## start

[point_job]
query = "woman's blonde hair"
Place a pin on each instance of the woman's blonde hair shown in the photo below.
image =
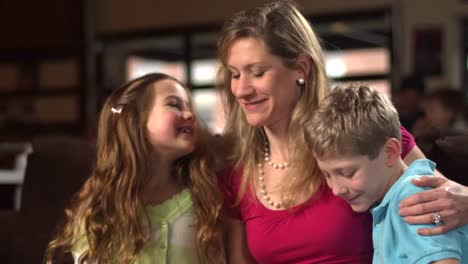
(109, 206)
(287, 34)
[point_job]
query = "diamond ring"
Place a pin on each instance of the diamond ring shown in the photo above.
(437, 218)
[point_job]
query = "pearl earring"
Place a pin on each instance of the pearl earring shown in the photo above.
(300, 82)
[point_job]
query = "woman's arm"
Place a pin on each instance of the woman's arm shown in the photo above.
(237, 250)
(448, 198)
(446, 261)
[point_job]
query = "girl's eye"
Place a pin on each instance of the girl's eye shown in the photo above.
(235, 76)
(258, 74)
(349, 174)
(174, 104)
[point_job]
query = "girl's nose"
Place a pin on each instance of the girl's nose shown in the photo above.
(188, 115)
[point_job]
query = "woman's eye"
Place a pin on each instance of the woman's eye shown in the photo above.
(349, 174)
(174, 104)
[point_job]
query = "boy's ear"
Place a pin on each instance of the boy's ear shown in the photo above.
(392, 150)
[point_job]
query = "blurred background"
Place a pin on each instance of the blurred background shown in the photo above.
(59, 59)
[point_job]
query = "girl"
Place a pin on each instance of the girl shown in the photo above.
(151, 197)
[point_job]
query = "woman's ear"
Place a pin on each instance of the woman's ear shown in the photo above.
(303, 65)
(392, 150)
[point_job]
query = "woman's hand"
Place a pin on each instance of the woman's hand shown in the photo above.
(448, 198)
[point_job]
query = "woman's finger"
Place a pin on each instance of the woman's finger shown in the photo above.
(419, 203)
(429, 181)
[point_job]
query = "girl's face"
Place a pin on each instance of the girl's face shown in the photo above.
(264, 88)
(171, 122)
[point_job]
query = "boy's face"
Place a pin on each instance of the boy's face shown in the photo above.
(358, 180)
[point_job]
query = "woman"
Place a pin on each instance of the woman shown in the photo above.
(280, 211)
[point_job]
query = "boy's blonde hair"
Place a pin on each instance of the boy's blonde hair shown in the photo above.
(353, 119)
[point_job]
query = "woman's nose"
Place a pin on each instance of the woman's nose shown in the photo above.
(241, 87)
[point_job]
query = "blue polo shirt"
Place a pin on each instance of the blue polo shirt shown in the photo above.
(395, 241)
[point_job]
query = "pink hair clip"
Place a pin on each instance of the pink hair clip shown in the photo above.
(116, 110)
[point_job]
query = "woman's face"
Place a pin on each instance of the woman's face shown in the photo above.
(265, 89)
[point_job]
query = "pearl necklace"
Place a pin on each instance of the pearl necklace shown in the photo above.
(266, 153)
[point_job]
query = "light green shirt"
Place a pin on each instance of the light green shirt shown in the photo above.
(173, 233)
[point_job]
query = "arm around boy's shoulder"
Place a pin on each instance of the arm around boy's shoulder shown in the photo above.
(407, 245)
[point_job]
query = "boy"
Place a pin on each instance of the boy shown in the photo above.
(355, 136)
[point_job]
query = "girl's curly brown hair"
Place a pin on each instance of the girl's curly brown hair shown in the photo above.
(109, 206)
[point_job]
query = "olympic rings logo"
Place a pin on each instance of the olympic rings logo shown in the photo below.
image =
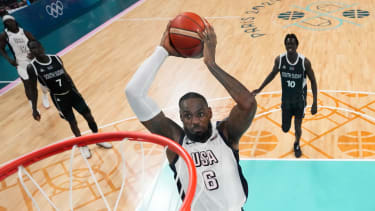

## end

= Exercise goal =
Show each line of the listing above that contains the word "pink".

= Task result =
query = "pink hair clip"
Place a pin on each instance of the pink hair clip shown in the photo above.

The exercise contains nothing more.